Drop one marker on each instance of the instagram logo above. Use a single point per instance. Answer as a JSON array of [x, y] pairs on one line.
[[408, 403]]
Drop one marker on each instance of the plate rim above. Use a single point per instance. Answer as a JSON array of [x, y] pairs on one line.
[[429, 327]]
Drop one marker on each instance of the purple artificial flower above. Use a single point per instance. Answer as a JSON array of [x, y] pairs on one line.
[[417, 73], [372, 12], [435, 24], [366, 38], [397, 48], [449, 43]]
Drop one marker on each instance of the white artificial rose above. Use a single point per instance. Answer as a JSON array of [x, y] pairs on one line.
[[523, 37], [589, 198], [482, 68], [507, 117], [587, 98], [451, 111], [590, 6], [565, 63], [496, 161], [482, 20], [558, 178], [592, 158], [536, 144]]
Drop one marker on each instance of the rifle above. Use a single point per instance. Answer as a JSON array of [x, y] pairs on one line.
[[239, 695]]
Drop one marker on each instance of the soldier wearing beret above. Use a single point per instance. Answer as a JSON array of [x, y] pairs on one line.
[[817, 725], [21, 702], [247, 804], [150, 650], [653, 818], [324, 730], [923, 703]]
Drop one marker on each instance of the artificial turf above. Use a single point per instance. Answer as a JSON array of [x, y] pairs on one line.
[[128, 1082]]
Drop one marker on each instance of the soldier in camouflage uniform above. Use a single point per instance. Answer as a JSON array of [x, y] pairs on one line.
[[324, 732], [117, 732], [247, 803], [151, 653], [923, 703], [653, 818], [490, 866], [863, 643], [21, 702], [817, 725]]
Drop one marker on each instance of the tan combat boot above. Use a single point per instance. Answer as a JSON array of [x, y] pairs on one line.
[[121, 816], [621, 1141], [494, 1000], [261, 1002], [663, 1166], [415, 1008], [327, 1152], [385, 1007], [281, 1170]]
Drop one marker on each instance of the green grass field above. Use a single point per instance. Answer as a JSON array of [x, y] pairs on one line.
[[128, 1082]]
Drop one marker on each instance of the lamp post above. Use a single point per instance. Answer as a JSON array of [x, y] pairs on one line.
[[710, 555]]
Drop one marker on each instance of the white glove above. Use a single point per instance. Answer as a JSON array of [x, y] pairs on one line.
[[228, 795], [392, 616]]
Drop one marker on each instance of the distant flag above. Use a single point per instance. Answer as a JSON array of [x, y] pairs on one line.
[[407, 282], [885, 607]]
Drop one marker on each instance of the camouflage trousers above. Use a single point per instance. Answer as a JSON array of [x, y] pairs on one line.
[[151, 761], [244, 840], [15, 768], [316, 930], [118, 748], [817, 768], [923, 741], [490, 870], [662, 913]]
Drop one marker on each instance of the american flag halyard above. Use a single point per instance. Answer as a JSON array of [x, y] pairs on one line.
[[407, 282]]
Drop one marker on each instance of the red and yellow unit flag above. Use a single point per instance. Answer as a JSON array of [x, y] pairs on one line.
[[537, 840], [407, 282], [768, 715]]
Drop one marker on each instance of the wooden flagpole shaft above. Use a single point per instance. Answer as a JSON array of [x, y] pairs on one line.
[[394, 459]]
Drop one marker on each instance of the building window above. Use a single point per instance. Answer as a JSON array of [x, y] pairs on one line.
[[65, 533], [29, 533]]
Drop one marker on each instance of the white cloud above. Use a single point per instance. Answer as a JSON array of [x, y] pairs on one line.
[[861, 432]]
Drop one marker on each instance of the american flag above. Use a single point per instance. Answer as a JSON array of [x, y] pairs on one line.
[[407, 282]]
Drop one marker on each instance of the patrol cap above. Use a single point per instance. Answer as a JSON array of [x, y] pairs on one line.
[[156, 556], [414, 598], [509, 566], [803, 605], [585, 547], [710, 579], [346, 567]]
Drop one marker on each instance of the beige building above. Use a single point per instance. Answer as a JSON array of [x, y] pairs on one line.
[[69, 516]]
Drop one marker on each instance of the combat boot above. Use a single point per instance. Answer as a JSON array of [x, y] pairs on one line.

========

__TASK TO CARRY OUT__.
Please update every entry above, replacing "Drop one marker" with "Place one marker" and keeping everything else unchanged.

__ANSWER FOR THE TASK__.
Place one marker on each instance of the instagram logo above. Use a single point per instance. Answer as a JSON array of [x, y] pairs on one line.
[[408, 403]]
Place one marker on each instance of the plate rim above. Use a single point per instance. Answer as a JSON array of [x, y] pairs on one line.
[[429, 327]]
Place one marker on each instance of the purple artificial flower above. Use a single point per instance. Answer as a JSON array of [x, y] pairs on one line.
[[417, 73], [372, 12], [435, 24], [366, 38], [397, 48], [449, 43]]
Place one marker on each instance of the white artificial rose above. Use a single point per instance. Answer as a JSON array of [x, y] pairs on one line.
[[523, 37], [589, 198], [482, 68], [507, 117], [587, 98], [451, 111], [590, 6], [565, 63], [496, 161], [482, 20], [558, 178], [592, 158], [536, 144]]
Place one marker on each instance of the rifle above. Use a single point per instance. Answer as a JSON array of [x, y] pairs on one line.
[[239, 695]]
Place one marker on each instance of the soldier wearing beret above. Use a single point per instance. Answer as a JSON array of [x, y] pairs on one line.
[[817, 725], [21, 702], [247, 804], [150, 650], [653, 818], [324, 730], [923, 703]]
Place one marker on each instance of the artificial turf above. Use a single point per instance. Answer as a JSON array of [x, y] pairs on one line.
[[128, 1082]]
Place one marker on each instance of the soldier in camouflage uniform above. Use a single point per instance. Answer as a JSON array of [x, y] pairs on one line.
[[324, 732], [117, 732], [247, 803], [151, 653], [923, 703], [653, 818], [490, 866], [863, 643], [21, 702], [817, 725]]
Place one marker on each instance of the tan combat boot above. Use a single point per instance. Answer as a JSON array of [x, y] pairs on one line.
[[121, 816], [621, 1141], [494, 1000], [261, 1002], [663, 1166], [415, 1008], [327, 1152], [385, 1007], [281, 1170]]
Place one marker on each instance of the green grass field above. Use a single point per instance. Answer as a JSON array of [x, y] pairs on one line.
[[128, 1082]]
Place one marker on each instance of the lamp post above. Use a single point per instance. Answer as a JSON array of [x, y] pairs on one line.
[[710, 555]]
Place one marker on each instance of the white glove above. Use a single point per instance. Answer as a JSON array of [x, y] pairs on one line.
[[228, 795], [392, 616]]
Place one marker on each instance of the distant flag above. Use a single point per instance. Answer as a JSON array of [x, y] pairs on one line.
[[407, 282], [885, 607]]
Place one marker on each instance of the camouflage trousers above. Use a single point per instance. Answer as a JSON array of [x, y] pairs on one line.
[[151, 761], [244, 840], [15, 768], [316, 930], [118, 748], [817, 768], [923, 741], [490, 870], [662, 913]]
Place one marker on each instance of the american flag halyard above. Use a single point per instance. Answer as a JSON array of [x, y] pairs on one line.
[[407, 282]]
Place one marker on each instance of the red and yellow unit flag above. Use a single point per instance. Answer as a JSON array of [x, y] pairs on one line.
[[537, 840], [407, 282], [768, 715]]
Place one marker on each instance of the wooden flagpole shaft above. Use a single point per instance. Answer as a JSON array of [x, y] pairs on one line.
[[394, 459]]
Place one marker on each instance of the building window above. Use a single point per instance. Answer as a JSON array of [x, y] pairs on one line.
[[65, 533], [29, 533]]
Place one marker on each instance of the white cloud above. Use a single point per instance. Answer as a JSON array of [x, y] pairs on one line.
[[861, 432]]
Place one marker on each instance of the american flag above. Use a single point per instance. Answer as a JSON array of [x, y] pairs on one line.
[[407, 282]]
Place one marker on each instance of the patrol cap above. Use a single point per instance. Answer as a JSON array of [x, y] pairs on one line.
[[156, 556], [414, 598], [509, 566], [803, 605], [585, 547], [710, 579], [346, 567]]
Place one marker on each instance of the beige building above. Use a single point per instance. Answer as a JSON array of [x, y] pairs on one line.
[[69, 516]]
Place one marker on each instance of the combat boot above. Use a single point per instance. Answer as a JSON array of [x, y] pairs on one line.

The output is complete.